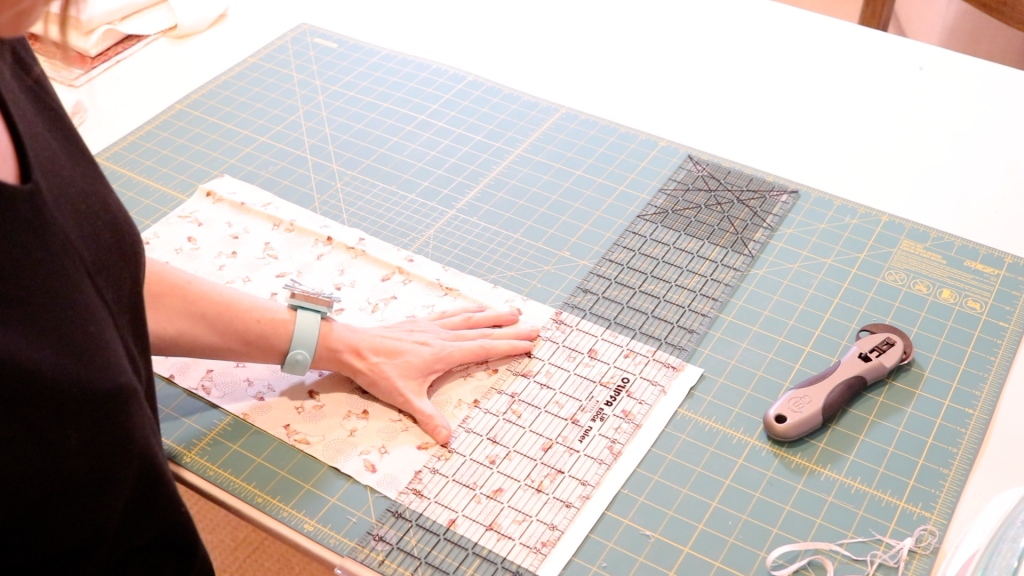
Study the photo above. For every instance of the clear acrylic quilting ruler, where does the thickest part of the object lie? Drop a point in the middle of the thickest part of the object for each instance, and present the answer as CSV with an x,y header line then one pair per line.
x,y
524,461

==

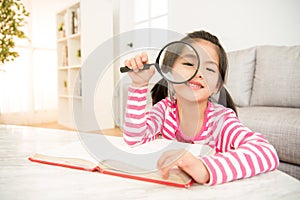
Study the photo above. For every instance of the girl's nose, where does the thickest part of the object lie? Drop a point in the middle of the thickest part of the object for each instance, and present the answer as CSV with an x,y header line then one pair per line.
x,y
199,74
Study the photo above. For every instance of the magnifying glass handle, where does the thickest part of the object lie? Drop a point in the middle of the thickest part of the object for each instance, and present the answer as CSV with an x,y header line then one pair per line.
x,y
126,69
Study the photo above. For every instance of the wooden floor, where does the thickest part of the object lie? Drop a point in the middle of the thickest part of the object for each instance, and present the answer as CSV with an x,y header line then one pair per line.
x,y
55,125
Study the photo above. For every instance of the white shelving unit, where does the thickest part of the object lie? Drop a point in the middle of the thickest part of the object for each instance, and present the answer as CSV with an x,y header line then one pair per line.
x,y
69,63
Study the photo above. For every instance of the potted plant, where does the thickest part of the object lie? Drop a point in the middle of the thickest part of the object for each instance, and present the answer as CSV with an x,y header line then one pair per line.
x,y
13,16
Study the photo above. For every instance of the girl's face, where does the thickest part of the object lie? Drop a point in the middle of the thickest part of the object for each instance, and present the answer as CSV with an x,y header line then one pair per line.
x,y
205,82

**DIRECTIVE**
Locate every line in the items above that contains the string "girl" with the same capitalization, and copy each of those lines.

**FULL ANSWER**
Study the photo above. For every instance of the girl's nose, where does the thickest part of the object lie? Drop a point in the middle of the thickest part of the object for each instance, and present the answer as CSV with an x,y header line then one pair per line.
Study the photo above. For every instance of the girl's face, where does the thickest part of the object lie? Drop a point in the middle of the thickest part of the object for each instance, and present the answer as CSV with an x,y header line then one pair per line.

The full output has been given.